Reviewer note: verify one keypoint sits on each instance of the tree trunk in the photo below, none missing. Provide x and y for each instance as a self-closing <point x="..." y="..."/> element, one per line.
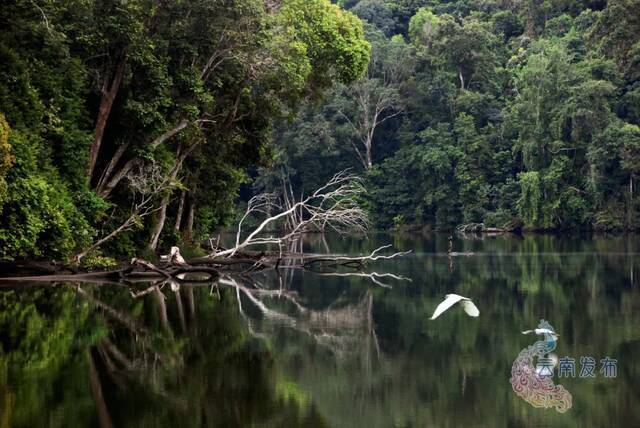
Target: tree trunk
<point x="190" y="217"/>
<point x="183" y="196"/>
<point x="106" y="103"/>
<point x="110" y="184"/>
<point x="108" y="171"/>
<point x="157" y="230"/>
<point x="368" y="156"/>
++++
• _What you are asked to do_: Can you print every line above again, word for word, but leave out the picture?

• _Solved problem_:
Reviewer note: verify one keypoint sits on each instance of the tree trunk in the photo below, none missing. Provide x and y for each instance as a self-closing <point x="..." y="..."/> element, one per line.
Target: tree trunk
<point x="190" y="217"/>
<point x="183" y="196"/>
<point x="106" y="103"/>
<point x="110" y="184"/>
<point x="108" y="171"/>
<point x="157" y="230"/>
<point x="368" y="156"/>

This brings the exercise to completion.